◆ Given instruction
Copy out all the items below with "point_to" switched to "find_points" wherever it occurs, and keep everything else unchanged.

◆ Available data
☆ ☆ ☆ ☆

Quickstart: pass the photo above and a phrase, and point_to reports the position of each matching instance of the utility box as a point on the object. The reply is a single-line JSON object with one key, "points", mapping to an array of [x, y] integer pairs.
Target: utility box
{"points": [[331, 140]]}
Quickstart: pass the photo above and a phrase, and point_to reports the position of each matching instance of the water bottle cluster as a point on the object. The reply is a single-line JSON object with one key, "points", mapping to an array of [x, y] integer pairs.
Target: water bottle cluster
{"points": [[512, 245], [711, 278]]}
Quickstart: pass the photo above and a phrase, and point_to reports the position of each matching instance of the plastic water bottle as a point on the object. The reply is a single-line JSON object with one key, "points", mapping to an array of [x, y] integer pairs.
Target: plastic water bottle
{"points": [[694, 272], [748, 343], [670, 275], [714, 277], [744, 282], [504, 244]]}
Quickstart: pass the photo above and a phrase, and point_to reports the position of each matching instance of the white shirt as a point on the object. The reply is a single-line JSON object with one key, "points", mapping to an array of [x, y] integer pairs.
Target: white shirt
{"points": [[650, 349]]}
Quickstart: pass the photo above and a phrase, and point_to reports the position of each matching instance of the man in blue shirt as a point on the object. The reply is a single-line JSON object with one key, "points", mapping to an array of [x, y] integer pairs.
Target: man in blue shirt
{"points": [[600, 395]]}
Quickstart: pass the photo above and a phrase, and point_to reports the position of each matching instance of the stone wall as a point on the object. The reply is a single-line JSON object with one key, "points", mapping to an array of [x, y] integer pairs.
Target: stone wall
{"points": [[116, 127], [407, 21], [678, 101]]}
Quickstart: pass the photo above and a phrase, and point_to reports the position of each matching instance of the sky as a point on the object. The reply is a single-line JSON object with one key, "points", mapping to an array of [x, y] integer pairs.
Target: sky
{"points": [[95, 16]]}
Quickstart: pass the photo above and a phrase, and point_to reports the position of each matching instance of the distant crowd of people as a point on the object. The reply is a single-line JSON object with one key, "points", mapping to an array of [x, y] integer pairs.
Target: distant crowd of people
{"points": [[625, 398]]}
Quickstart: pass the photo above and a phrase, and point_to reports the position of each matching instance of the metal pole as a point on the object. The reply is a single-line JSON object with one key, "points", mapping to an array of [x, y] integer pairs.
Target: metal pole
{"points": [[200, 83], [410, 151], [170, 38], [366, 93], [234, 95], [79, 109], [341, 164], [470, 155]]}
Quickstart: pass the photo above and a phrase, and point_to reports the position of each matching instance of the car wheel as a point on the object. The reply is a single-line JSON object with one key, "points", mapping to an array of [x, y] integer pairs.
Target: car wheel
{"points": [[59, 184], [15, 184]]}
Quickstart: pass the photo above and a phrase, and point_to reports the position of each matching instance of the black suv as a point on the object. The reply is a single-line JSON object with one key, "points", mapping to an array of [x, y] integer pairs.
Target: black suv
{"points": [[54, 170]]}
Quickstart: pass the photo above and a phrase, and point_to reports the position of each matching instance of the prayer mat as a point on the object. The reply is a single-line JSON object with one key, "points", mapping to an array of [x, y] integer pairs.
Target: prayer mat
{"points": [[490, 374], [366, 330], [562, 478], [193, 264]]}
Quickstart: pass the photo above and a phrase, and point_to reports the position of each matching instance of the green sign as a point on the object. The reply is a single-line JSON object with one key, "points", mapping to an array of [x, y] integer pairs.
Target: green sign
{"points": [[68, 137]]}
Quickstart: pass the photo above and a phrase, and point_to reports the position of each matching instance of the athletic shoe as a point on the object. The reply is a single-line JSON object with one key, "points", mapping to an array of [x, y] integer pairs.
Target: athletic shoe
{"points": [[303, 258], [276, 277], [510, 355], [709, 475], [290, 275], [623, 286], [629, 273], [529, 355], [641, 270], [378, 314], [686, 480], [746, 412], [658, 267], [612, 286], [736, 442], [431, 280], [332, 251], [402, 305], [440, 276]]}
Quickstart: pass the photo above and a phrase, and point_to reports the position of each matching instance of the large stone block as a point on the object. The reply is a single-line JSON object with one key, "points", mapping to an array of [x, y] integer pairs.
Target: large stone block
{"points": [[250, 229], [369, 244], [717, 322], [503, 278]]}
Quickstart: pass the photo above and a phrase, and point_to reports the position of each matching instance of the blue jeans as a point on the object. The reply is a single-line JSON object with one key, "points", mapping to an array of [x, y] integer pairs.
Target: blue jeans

☆ ☆ ☆ ☆

◆ The completed task
Quickstart: pass the photo above and a phrase, and find_points reports the position of each matching instance of the utility box as a point on the object. The reply is a single-line JSON object with one key, "points", mapping to an array of [x, y] integer pairs.
Target: utility box
{"points": [[331, 140]]}
Quickstart: pass the photo above and a phrase, and find_points reports the position of each matching instance of the water bottle cluster as a point on the object. The reply is a single-line JSON object with one key, "points", mapping to an array of [x, y] integer pairs.
Target: water bottle cluster
{"points": [[512, 245], [711, 278]]}
Quickstart: pass the photo above and a phrase, and find_points reports the position of each matching instance of the plastic water bottle as a point on the object. The reply is a single-line JSON object with one key, "points", mapping to an array of [x, y] integer pairs.
Target: plastic water bottle
{"points": [[694, 272], [748, 343], [670, 275], [714, 277], [744, 282], [504, 244]]}
Quickstart: pass the photo above and a phrase, and find_points reports the position of each matching instance of the white shirt as a point on the object. The reply is a single-line JSON object with one key, "points", mapping to an array of [x, y] integer pairs.
Target: white shirt
{"points": [[650, 349]]}
Quickstart: pass the photo above and a phrase, and find_points reports the position of each matching instance of the man in blue shirt as a point on the object. The reply is a single-line JSON object with one key, "points", mapping to an array of [x, y] integer pairs.
Target: man in blue shirt
{"points": [[600, 395]]}
Quickstart: pass the photo above and a phrase, and find_points reports the position of each matching instance of the stone wall as a point on the object. The reply is a single-line JSON object with one key, "points", mapping to an array of [x, y] integer pairs.
Target: stone wall
{"points": [[116, 127], [407, 21], [678, 101]]}
Quickstart: pass the photo above and a phrase, and find_points reports the position of each matching instance of the sky as a point on the object. The reply is a single-line JSON object with one key, "points", mapping to an array of [x, y] integer pairs.
Target: sky
{"points": [[95, 16]]}
Quickstart: pass the photo above and a phrase, and find_points reports the position of each matching instance of the distant crowd of people as a point on the object. The reply is a single-line JSON object with one key, "points", mapping to an array of [x, y] integer pairs.
Target: distant crowd of people
{"points": [[625, 398]]}
Quickstart: pass the photo above and a phrase, and find_points reports the position of each matching instance of the metal pole as a point on the object. The reply is a single-line JSON object with one key, "points", mapping to an array of [x, y] integer pairs.
Target: metal pole
{"points": [[200, 83], [410, 151], [170, 38], [366, 93], [234, 95], [79, 109], [341, 164], [470, 155]]}
Quickstart: pass the photo above and a phrase, and find_points reports the position of each matching instance of the car wheel as a point on the object. The reply is a single-line JSON object with one key, "points", mapping to an array of [x, y] integer pairs.
Target: car wheel
{"points": [[59, 184], [15, 184]]}
Quickstart: pass the photo above and a phrase, and find_points reports the position of each matching instance of the black suv as a point on the object. The reply is a single-line JSON object with one key, "points", mapping to an array of [x, y] integer pairs.
Target: black suv
{"points": [[54, 170]]}
Quickstart: pass the photo above and a phrase, and find_points reports the position of each matching instance of the prayer mat as a point on the object. The reply is a single-line JSON object with one key, "points", mapping to an array of [x, y] integer pairs.
Target: prayer mat
{"points": [[490, 374], [366, 330], [562, 478], [193, 264]]}
Quickstart: pass the photo above and a phrase, and find_points reports the position of each matching instance of the green sign as a point on the object. The reply is a single-line JSON object with one key, "points", mapping to an array of [x, y] integer pairs.
Target: green sign
{"points": [[68, 137]]}
Quickstart: pass the photo above and a phrase, and find_points reports the position of each matching instance of the athletic shoe as a point on the object. The reply is a single-line JSON object with one key, "points", mapping to an array of [x, y] integer pairs.
Target: athletic shoe
{"points": [[303, 258], [276, 277], [510, 355], [709, 475], [290, 275], [623, 286], [629, 273], [529, 355], [641, 270], [378, 314], [686, 480], [746, 412], [658, 267], [612, 286], [736, 442], [431, 280], [332, 251], [402, 305], [440, 276]]}
Quickstart: pass the photo above and a phrase, and find_points reports the position of each matching instance of the large stone block as a point on the object. The reply is a single-line JSON object with one key, "points", mapping to an array of [x, y] integer pairs.
Target: large stone block
{"points": [[250, 229], [369, 244], [717, 322], [503, 278]]}
Quickstart: pass the photo above and a phrase, and find_points reports the position of each matching instance of the blue jeans as a point on the object. The reply is a single-line JSON object with one key, "points", mapping to an array of [x, y] integer pairs.
Target: blue jeans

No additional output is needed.